__The data__.
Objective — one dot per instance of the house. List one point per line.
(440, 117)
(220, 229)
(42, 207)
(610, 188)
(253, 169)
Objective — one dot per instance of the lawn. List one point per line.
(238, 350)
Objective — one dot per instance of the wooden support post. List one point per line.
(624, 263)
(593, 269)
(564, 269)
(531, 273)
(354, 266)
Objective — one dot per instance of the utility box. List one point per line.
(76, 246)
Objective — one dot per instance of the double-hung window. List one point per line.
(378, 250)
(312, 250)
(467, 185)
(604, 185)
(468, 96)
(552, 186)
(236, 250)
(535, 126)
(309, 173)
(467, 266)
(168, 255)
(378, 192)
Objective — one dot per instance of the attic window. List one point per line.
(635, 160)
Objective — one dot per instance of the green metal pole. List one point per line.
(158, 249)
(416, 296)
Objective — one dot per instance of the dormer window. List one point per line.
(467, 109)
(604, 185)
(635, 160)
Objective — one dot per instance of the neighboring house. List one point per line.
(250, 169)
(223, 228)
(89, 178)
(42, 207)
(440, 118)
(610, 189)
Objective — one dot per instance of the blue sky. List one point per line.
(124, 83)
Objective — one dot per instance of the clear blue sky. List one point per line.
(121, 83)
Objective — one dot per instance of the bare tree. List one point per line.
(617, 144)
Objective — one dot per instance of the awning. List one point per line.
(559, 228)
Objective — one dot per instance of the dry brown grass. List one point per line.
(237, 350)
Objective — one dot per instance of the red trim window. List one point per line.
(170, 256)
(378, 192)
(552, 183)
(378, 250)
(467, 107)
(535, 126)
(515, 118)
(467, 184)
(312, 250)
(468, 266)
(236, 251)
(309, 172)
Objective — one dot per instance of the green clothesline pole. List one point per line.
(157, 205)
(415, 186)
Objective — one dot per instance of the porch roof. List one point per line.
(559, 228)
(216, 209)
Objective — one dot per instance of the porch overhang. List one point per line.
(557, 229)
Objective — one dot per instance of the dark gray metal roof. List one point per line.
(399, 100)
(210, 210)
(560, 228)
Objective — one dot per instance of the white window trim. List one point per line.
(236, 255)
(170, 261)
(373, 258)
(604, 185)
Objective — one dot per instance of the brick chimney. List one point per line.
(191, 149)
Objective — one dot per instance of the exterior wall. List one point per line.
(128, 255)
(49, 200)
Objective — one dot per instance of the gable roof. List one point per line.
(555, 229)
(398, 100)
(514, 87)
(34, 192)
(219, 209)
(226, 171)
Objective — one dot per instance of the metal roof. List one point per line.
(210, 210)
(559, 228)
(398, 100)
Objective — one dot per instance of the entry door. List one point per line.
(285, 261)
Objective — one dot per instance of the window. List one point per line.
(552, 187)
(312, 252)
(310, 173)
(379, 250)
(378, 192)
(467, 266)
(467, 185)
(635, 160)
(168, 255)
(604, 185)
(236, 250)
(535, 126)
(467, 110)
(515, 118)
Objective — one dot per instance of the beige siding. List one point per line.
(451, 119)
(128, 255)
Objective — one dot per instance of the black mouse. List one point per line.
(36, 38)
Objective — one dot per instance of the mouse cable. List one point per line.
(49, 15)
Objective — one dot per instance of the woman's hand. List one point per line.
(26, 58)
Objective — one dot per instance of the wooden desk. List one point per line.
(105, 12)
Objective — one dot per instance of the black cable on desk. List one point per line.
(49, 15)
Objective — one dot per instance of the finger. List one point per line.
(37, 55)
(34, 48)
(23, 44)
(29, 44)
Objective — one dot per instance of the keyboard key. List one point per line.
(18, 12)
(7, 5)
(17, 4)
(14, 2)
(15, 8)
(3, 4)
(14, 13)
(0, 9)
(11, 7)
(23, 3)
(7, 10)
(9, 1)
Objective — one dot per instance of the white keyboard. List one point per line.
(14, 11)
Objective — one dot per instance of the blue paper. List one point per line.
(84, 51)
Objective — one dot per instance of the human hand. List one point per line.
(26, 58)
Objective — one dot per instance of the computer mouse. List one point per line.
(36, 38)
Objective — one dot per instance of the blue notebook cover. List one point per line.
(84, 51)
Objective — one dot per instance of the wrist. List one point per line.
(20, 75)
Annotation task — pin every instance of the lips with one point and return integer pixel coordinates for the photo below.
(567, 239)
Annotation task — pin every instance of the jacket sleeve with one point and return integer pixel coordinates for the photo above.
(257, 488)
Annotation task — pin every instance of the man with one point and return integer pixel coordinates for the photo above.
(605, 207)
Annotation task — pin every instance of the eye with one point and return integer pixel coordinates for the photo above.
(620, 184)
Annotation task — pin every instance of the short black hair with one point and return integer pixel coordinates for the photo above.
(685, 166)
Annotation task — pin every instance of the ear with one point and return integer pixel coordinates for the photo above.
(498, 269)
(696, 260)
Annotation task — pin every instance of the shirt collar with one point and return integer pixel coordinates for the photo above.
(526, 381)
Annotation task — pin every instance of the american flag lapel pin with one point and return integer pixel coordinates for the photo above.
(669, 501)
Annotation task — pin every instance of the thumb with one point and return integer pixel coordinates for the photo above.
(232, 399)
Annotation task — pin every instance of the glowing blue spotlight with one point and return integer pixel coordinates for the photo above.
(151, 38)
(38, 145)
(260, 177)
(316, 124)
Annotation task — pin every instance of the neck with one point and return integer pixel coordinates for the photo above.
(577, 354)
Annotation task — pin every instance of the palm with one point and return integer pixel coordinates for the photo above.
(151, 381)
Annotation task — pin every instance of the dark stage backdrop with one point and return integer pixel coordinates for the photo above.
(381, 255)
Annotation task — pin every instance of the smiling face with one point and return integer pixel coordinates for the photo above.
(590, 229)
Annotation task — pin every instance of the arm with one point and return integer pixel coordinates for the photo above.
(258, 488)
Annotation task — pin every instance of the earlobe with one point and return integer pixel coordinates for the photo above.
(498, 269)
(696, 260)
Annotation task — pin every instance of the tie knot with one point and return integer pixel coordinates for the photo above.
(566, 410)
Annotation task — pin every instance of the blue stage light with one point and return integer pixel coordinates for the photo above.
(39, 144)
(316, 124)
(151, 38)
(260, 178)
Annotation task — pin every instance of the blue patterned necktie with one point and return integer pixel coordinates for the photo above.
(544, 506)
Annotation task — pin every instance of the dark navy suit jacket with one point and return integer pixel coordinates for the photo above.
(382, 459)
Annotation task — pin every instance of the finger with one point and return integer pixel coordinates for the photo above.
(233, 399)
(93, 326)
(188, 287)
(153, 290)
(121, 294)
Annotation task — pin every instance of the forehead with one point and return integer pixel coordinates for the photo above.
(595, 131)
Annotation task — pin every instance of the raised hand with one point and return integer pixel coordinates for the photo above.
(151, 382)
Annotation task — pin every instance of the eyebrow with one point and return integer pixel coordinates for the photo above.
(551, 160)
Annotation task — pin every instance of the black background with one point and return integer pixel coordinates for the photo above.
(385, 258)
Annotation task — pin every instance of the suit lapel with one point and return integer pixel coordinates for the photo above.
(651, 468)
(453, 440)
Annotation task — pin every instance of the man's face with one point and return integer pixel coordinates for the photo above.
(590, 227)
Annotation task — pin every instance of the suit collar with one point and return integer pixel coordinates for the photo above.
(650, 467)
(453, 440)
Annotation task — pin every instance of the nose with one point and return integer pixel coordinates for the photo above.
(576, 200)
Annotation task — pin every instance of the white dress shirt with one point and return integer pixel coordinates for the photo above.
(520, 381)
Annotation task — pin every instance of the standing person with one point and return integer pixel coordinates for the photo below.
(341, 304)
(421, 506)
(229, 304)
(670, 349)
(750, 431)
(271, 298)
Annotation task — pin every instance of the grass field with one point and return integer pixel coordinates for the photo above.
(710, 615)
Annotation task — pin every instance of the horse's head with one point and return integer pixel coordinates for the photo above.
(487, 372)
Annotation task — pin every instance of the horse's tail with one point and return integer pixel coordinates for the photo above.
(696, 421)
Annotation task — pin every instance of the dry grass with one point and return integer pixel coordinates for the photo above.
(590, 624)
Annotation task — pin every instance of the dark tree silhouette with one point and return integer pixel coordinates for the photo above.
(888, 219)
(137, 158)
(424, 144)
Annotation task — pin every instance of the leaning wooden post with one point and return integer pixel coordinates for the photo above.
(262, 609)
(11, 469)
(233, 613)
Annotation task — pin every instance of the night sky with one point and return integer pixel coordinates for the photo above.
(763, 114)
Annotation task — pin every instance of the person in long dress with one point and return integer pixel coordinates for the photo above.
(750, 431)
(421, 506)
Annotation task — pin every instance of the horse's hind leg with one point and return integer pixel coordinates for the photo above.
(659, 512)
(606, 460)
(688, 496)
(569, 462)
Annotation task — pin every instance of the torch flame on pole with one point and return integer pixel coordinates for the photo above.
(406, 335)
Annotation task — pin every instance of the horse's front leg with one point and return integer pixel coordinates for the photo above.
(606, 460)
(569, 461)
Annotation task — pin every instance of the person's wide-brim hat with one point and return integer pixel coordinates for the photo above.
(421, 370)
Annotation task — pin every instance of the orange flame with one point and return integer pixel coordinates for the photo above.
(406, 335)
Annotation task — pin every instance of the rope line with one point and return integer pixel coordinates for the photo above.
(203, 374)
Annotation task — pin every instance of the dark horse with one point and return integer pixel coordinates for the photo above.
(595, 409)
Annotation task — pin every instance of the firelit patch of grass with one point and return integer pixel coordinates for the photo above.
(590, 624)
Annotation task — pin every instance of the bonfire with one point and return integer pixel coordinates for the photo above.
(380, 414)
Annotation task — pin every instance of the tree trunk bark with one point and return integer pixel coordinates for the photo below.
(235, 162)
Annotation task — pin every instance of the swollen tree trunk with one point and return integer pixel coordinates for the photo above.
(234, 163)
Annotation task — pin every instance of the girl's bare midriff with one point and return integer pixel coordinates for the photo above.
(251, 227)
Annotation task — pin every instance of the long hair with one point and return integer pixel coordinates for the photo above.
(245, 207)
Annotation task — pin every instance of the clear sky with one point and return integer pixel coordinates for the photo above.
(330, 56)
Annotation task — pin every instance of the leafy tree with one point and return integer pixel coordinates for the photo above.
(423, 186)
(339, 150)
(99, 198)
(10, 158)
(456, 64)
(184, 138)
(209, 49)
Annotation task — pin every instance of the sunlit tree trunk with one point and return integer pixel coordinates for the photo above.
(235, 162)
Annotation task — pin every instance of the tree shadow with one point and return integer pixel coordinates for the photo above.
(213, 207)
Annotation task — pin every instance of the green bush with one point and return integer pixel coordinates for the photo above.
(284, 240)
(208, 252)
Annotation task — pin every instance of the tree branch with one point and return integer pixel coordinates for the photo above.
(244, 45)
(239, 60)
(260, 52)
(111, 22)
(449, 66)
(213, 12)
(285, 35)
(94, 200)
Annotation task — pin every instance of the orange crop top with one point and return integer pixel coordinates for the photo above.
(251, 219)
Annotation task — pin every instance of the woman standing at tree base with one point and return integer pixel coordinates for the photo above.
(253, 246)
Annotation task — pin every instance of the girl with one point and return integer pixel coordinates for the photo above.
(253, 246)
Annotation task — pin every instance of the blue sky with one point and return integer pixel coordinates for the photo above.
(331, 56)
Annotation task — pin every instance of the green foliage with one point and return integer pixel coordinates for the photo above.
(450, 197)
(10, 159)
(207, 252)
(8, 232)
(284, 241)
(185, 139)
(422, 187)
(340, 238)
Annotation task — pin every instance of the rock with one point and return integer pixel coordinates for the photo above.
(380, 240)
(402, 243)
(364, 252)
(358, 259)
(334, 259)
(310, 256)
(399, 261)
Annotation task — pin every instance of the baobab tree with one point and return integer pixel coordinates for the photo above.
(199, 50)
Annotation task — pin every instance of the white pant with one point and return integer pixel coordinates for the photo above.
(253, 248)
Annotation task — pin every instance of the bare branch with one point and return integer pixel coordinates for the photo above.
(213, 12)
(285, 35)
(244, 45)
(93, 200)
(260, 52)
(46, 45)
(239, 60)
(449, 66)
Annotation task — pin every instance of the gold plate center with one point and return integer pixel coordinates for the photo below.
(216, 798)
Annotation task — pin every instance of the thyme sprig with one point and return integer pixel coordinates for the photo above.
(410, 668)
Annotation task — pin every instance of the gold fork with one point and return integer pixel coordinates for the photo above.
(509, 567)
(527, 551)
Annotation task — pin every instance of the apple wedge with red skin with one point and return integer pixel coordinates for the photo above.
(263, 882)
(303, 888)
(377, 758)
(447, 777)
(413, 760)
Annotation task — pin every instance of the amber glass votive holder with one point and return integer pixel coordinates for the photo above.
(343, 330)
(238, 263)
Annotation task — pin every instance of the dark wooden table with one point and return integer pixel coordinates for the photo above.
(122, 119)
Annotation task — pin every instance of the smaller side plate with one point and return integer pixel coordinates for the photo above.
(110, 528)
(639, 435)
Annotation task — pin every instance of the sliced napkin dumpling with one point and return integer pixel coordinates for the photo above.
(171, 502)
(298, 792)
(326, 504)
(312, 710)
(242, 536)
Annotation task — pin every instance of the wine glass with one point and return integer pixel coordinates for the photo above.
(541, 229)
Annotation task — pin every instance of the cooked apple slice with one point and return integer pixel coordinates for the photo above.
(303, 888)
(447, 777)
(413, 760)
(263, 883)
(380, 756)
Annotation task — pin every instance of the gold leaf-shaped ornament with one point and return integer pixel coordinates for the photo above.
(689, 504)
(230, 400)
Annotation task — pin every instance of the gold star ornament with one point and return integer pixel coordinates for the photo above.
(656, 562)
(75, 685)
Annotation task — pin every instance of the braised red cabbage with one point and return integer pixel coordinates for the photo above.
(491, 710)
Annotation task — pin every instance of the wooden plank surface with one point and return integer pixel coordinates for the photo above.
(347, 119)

__Activity__.
Set down exactly the lines beginning at the one that holds "Annotation task — pin every instance of the braised" and ending with the last line of the data.

__Task answer__.
Annotation task — pin every instance of the braised red cabbage with one point and return integer pixel coordinates for the photo above.
(491, 710)
Annotation task — pin every instance of the wooden plank surface with one point and return integer pixel coordinates for the photo above.
(347, 119)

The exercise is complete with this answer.